Direction ::
Please take everything below from "REQUEST: man's hand" down to "[304,105,326,124]" and change "grassy field" to "open meadow", leaving the rest of those records unchanged.

Input rows ::
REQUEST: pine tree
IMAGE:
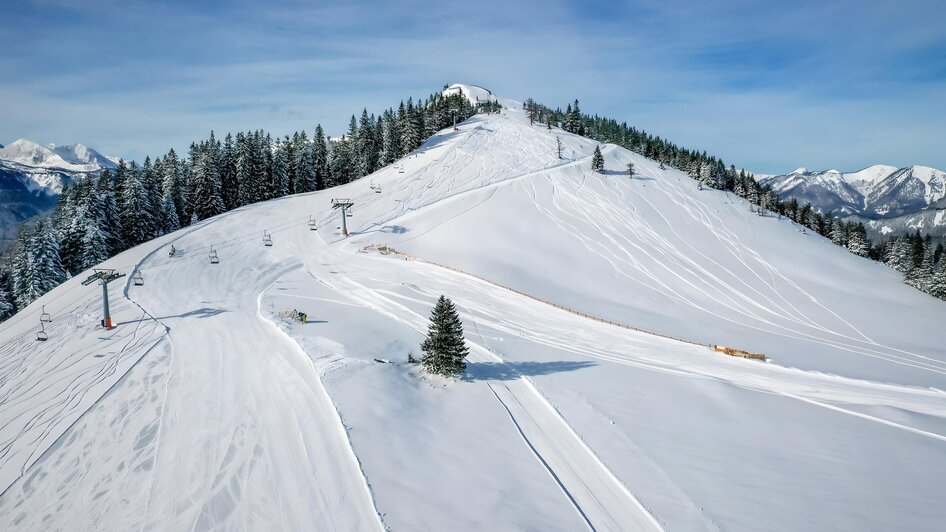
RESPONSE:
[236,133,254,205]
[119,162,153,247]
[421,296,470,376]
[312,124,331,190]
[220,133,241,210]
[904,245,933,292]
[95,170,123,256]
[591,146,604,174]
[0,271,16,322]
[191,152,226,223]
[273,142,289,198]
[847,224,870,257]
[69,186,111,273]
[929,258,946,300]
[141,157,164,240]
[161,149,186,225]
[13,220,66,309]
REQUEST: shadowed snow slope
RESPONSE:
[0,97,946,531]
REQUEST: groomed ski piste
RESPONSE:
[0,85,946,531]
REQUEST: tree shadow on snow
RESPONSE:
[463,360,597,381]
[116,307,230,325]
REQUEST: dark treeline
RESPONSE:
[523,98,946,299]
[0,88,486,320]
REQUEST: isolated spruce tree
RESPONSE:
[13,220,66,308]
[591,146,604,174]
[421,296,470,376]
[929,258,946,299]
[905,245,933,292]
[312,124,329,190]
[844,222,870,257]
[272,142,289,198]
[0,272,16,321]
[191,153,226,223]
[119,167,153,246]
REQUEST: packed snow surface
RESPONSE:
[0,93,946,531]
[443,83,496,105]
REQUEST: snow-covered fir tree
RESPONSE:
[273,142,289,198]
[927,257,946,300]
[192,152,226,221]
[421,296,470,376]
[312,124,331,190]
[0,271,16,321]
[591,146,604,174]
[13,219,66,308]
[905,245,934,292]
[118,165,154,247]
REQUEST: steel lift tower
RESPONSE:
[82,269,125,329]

* * *

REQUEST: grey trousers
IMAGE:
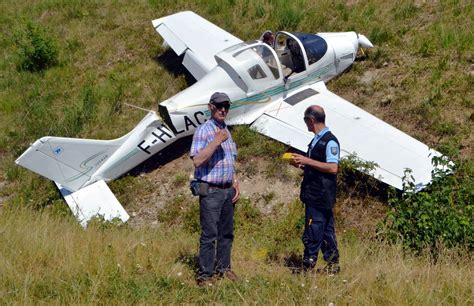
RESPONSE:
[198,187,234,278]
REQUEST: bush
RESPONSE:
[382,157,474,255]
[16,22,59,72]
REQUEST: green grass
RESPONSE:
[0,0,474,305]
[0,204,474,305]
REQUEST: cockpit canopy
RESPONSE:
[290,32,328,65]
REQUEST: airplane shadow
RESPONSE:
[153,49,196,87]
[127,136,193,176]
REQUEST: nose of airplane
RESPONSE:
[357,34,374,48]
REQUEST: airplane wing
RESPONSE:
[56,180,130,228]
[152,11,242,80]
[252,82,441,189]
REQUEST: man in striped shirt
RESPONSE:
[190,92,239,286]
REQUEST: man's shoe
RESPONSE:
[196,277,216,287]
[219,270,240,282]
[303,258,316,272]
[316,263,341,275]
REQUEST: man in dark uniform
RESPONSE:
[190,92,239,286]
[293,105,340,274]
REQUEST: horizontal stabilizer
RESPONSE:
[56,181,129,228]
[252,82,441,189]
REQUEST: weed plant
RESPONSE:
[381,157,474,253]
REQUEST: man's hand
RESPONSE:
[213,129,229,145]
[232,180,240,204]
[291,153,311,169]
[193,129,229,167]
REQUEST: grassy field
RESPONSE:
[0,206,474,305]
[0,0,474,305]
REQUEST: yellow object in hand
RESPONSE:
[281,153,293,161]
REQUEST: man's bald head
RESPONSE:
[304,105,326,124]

---

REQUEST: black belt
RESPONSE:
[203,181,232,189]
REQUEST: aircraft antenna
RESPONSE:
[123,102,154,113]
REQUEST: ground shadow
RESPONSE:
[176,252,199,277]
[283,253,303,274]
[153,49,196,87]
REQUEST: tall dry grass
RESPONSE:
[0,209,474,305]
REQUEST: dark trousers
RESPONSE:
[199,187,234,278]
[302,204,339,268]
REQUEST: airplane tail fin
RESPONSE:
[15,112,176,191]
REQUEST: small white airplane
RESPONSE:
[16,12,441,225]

Exercise result ::
REQUEST: man's hand
RESPONSE:
[213,129,229,145]
[232,180,240,204]
[291,153,311,169]
[193,129,229,167]
REQUEST: open meadow
RESPONSE:
[0,206,474,305]
[0,0,474,305]
REQUEST: yellow object in hand
RESPONSE:
[281,153,293,161]
REQUEST: man's bald head
RESPONSE:
[304,105,326,124]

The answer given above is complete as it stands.